» Objectives:
A) Can you summarize the article about Michael Chan in two sentences?
B) Could you write out the article about Michael Chan from "Days after China’s" up to and including "official WeChat page.", replacing "basic livelihood" with "basic subsistence"?

┌─ Text block

Thursday, June 9, 2016

Our Gang: Ontario minister Michael Chan defends China’s human-rights record


Days after China’s Foreign Minister berated a Canadian reporter for questioning his country’s troubled human-rights record, an Ontario Crown minister defended it.

Michael Chan, the province’s minister of Citizenship, Immigration and International Trade, weighed in on the flap Monday, arguing in a Chinese-language column that the authoritarian country should also be seen through the perspective of “basic livelihood.”

“The inner meaning of human rights is very broad, but the right to survival and a basic livelihood are important components of human rights,” he tells an unidentified journalist for a blog on the popular Chinese-language website 51.ca and Mr. Chan’s official WeChat page.

└─
┌─ Dataset rows

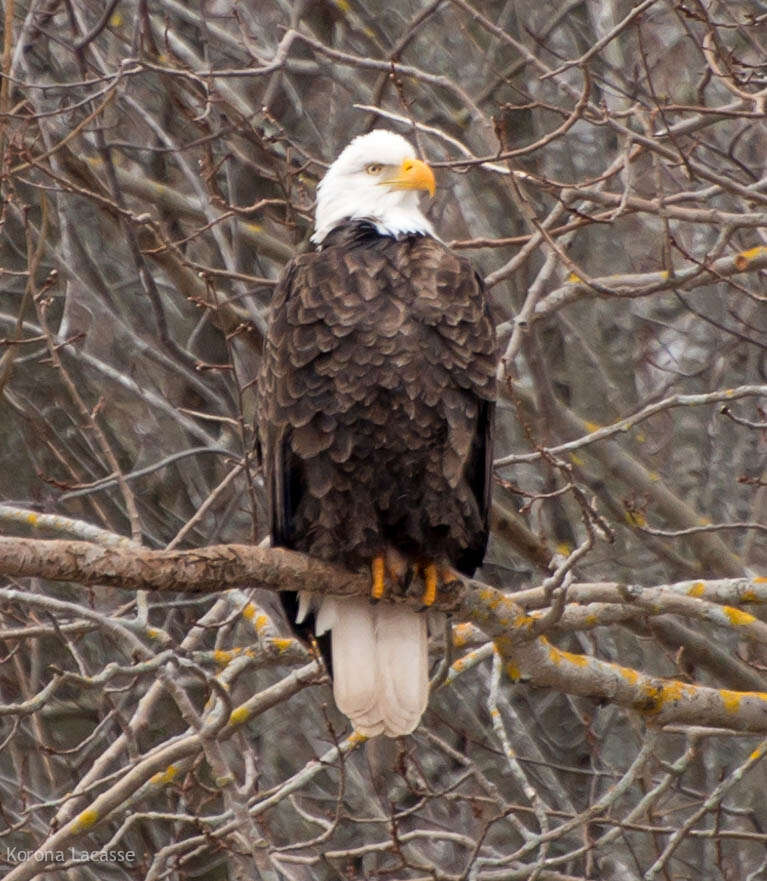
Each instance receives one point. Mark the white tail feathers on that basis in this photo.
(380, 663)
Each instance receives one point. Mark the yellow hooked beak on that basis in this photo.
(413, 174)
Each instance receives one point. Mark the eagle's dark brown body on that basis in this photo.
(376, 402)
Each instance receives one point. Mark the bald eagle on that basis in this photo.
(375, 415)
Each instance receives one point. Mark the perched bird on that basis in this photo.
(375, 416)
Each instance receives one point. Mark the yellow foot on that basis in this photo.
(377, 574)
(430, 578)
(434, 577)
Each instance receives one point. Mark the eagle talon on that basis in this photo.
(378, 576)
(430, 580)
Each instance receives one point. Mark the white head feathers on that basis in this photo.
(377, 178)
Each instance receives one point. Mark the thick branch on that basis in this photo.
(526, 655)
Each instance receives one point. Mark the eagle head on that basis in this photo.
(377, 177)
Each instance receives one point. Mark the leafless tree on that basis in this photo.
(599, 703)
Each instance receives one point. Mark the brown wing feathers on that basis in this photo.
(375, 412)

└─

» List of solutions:
A) Days after China's Foreign Minister berated a Canadian reporter for questioning the country's troubled human-rights record, Ontario minister Michael Chan defended that record in a Chinese-language column, arguing that China should also be seen through the perspective of "basic livelihood." He said the meaning of human rights is very broad, but that the right to survival and a basic livelihood are important components of them.

B)
Days after China’s Foreign Minister berated a Canadian reporter for questioning his country’s troubled human-rights record, an Ontario Crown minister defended it.

Michael Chan, the province’s minister of Citizenship, Immigration and International Trade, weighed in on the flap Monday, arguing in a Chinese-language column that the authoritarian country should also be seen through the perspective of “basic subsistence.”

“The inner meaning of human rights is very broad, but the right to survival and a basic subsistence are important components of human rights,” he tells an unidentified journalist for a blog on the popular Chinese-language website 51.ca and Mr. Chan’s official WeChat page.